▶ _Work required_:
Go through the data below and copy each line that includes "path".

▶ _Point localization data_:
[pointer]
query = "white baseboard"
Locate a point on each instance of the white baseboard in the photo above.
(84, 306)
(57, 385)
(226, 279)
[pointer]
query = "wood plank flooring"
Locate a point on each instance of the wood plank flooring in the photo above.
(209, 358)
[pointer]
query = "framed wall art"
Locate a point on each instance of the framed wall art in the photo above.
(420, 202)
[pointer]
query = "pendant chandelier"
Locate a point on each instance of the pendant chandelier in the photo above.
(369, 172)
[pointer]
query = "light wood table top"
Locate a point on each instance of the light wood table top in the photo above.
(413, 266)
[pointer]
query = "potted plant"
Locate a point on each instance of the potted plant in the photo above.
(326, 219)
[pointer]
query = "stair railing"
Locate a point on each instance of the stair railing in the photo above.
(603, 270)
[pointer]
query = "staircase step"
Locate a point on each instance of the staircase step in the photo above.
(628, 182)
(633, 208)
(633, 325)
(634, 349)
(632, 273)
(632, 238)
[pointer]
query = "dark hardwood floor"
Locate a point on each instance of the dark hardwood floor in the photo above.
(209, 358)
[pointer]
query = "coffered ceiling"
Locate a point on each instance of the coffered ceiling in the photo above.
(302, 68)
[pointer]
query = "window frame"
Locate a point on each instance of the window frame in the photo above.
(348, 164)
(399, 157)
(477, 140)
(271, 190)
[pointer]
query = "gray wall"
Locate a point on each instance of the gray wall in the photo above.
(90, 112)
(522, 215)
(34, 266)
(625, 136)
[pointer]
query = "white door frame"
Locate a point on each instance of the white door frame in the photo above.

--

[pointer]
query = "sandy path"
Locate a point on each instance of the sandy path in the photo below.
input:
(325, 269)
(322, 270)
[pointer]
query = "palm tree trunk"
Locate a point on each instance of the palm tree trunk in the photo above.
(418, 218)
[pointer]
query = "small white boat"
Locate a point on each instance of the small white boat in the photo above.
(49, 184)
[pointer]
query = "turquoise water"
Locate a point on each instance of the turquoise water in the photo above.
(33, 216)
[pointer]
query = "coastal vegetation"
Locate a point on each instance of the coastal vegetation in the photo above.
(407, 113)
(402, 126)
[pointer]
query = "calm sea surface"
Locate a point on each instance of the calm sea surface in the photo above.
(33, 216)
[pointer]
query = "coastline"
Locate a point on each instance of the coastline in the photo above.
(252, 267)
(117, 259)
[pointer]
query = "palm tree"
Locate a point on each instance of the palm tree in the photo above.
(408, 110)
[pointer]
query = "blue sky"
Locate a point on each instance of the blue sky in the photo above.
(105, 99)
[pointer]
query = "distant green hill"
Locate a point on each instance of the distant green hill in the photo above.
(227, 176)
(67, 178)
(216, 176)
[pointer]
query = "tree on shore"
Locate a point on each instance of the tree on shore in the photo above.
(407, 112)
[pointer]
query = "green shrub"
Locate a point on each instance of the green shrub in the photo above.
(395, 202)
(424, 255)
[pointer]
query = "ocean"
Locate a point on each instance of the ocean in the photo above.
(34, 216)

---

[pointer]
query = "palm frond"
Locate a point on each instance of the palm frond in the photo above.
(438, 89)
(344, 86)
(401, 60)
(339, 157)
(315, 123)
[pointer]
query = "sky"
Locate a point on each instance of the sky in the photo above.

▶ _Result of the task_:
query = "sandy path"
Locate a point on each instance of the sandy path in the photo below.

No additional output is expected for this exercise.